======== TEXT SEGMENT

Refinancing a business loan means working with a lender to pay off your original loan in a lump sum and take on another loan with more favorable terms.
Why would you refinance your business loan?
The goal of refinancing is to make your debt less expensive or easier to manage. This can mean securing a better annual percentage rate (APR), a longer repayment period or lower payments.
The best business lenders don’t want you to drown in debt. They make money when you repay the loan, not if you default on the business loan. For this reason, more manageable terms could benefit lenders and business owners, especially if it means the borrower is more likely to make timely payments.
Some business owners may seek to refinance to consolidate business debt. If multiple debt sources are dragging you down, consolidating your loans into a single source through refinancing can make your financial obligations more manageable.
Pros and cons of refinancing a business loan
Like most business endeavors, refinancing a business loan has pros and cons. Consider these factors before proceeding.

================
======== DATA RECORDS

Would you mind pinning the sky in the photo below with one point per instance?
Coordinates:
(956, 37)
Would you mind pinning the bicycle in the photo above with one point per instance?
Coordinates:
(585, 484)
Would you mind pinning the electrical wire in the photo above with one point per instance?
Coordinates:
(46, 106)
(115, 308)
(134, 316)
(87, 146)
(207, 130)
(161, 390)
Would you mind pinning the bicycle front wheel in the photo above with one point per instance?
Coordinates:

================

▶ [STATED GOAL 1]:
From the passage on refinancing a business loan, write out the text between "The best business" and "factors before proceeding.", inclusive.
▶ [STATED GOAL 2]:
Answer these questions using the passage on refinancing a business loan:
(a) What three things does the passage say refinancing can mean securing?
(b) According to the passage, when do lenders make money?
(c) How can business owners with multiple debt sources make their financial obligations more manageable?

▶ [TASK RESPONSE 1]:
The best business lenders don’t want you to drown in debt. They make money when you repay the loan, not if you default on the business loan. For this reason, more manageable terms could benefit lenders and business owners, especially if it means the borrower is more likely to make timely payments.
Some business owners may seek to refinance to consolidate business debt. If multiple debt sources are dragging you down, consolidating your loans into a single source through refinancing can make your financial obligations more manageable.
Pros and cons of refinancing a business loan
Like most business endeavors, refinancing a business loan has pros and cons. Consider these factors before proceeding.

▶ [TASK RESPONSE 2]:
(a) A better annual percentage rate (APR), a longer repayment period, or lower payments.
(b) When you repay the loan, not if you default on it.
(c) By consolidating their loans into a single source through refinancing.